Collected data entries:

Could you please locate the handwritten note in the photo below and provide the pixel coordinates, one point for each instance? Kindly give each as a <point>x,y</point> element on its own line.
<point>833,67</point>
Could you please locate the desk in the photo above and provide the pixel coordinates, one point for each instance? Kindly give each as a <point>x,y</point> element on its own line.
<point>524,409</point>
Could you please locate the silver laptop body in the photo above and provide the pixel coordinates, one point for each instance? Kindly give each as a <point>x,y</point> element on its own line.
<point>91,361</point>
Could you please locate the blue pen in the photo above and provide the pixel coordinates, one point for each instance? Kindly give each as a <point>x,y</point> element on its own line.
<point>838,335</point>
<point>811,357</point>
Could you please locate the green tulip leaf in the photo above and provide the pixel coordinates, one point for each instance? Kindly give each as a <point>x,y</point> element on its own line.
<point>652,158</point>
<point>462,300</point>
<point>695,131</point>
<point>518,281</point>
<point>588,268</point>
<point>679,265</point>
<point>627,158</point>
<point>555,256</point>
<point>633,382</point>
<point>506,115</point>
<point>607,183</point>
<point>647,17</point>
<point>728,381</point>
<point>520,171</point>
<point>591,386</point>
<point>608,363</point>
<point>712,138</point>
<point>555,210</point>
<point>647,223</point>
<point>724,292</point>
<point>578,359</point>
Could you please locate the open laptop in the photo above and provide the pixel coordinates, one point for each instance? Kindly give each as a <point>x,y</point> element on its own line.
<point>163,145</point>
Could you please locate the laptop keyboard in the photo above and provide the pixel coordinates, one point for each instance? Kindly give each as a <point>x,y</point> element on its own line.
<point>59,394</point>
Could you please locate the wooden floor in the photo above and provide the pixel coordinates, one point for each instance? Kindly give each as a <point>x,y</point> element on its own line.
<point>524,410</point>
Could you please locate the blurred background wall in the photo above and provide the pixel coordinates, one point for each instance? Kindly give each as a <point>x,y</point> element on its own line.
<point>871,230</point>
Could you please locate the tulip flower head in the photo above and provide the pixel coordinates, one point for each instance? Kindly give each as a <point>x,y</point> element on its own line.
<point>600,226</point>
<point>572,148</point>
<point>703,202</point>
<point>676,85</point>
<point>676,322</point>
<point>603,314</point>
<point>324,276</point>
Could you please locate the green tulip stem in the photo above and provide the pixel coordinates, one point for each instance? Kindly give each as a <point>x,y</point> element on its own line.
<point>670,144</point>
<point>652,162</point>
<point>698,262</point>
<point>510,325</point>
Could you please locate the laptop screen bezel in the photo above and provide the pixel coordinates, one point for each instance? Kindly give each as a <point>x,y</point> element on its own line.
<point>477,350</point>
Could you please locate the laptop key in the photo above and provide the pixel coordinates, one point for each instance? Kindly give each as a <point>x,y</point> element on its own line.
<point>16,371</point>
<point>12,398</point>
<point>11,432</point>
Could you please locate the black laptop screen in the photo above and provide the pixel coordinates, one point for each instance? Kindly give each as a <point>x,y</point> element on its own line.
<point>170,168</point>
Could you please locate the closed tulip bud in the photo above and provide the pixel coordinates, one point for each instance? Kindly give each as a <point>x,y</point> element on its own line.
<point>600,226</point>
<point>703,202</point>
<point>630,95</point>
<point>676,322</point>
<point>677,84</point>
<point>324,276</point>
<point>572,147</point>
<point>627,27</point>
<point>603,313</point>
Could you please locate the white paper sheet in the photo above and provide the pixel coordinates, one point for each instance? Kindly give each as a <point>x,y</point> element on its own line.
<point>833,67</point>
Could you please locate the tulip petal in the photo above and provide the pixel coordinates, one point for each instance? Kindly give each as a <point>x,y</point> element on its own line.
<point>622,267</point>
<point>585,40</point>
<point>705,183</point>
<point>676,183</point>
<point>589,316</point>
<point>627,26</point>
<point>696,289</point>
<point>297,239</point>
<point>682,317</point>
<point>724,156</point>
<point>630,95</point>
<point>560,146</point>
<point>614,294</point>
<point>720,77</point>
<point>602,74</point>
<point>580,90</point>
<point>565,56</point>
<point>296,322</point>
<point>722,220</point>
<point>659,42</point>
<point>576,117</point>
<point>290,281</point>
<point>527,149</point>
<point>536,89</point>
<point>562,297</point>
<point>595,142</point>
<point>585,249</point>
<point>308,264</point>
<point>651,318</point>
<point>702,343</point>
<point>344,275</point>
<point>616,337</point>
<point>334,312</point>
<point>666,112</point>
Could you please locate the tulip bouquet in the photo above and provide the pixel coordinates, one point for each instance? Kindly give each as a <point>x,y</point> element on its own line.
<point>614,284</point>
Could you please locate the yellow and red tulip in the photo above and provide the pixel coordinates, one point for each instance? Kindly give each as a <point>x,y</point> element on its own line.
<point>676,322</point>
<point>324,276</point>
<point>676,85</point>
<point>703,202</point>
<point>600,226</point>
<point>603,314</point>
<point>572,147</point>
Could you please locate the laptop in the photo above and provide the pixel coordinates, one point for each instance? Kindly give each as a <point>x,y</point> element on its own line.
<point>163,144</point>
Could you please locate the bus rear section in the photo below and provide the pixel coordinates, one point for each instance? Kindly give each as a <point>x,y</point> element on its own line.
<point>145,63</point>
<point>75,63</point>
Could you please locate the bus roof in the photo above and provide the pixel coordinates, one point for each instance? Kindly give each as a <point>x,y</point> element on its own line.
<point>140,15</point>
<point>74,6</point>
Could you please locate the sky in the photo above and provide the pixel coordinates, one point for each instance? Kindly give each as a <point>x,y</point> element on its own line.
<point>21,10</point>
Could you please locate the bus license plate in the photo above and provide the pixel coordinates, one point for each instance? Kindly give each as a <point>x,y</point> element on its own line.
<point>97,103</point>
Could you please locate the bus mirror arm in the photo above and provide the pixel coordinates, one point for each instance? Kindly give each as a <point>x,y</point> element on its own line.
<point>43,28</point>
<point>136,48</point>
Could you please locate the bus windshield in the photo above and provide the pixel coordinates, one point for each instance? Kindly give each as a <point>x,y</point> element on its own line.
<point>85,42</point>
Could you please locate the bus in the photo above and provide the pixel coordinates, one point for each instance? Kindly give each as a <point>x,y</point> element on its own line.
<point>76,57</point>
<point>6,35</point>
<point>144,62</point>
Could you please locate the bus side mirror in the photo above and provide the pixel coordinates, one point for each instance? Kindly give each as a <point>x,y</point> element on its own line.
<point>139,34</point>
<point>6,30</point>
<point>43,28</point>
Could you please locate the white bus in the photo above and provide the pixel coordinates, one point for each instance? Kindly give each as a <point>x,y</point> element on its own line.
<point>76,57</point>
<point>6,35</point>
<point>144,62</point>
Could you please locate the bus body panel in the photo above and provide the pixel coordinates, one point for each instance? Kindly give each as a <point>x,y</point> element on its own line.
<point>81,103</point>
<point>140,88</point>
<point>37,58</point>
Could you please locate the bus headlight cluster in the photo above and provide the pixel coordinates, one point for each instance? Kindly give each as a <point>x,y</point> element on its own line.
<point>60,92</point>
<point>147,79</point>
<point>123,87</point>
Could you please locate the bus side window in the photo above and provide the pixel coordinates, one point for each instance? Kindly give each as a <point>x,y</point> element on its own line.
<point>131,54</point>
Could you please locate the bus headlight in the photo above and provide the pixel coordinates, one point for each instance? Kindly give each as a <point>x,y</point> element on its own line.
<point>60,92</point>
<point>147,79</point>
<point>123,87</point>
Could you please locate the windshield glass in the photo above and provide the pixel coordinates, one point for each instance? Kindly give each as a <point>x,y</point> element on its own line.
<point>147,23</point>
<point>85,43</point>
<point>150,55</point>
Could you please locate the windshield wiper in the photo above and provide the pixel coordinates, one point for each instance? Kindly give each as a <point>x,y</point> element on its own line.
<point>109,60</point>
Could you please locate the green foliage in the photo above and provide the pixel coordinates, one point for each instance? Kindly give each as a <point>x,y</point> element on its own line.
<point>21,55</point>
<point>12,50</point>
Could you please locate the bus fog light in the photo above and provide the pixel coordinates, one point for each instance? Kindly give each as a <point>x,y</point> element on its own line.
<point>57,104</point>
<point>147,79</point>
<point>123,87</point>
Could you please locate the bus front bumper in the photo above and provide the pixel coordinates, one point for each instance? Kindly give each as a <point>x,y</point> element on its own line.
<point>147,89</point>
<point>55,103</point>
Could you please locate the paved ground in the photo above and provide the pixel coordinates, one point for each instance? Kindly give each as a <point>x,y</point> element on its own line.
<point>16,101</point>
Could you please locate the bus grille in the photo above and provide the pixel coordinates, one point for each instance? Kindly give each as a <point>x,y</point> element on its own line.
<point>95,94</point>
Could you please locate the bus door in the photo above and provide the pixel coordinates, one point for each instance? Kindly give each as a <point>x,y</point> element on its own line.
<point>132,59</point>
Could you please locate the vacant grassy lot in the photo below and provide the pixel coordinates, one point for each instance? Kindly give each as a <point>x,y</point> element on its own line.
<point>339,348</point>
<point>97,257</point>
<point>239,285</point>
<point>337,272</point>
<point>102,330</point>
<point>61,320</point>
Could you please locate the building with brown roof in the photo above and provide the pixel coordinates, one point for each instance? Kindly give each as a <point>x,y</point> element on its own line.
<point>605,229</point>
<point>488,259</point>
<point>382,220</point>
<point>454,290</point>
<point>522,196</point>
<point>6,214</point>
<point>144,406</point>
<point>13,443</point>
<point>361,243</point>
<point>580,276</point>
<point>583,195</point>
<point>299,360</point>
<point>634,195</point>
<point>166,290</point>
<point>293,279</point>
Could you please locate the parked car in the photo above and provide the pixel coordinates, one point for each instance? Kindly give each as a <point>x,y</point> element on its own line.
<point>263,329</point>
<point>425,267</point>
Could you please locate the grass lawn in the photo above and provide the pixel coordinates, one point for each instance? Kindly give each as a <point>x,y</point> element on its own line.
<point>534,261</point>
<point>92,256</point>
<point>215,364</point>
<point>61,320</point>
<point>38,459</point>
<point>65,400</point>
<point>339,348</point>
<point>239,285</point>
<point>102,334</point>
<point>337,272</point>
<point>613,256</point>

**To be done**.
Copy out the lines of the listing above, from the line containing "Could you please locate the bus mirror" through the line containing "<point>85,42</point>", with both of those lines included.

**Reply to the task**.
Could you please locate the bus mirror arm in the photo above and provide the pixel coordinates, one point for each instance? Kindly give each as a <point>x,y</point> element on its own line.
<point>43,28</point>
<point>136,48</point>
Could you please locate the bus windshield in the photo above and provide the pixel coordinates, one point for each instance? Kindly give each as a <point>x,y</point> element on its own line.
<point>85,42</point>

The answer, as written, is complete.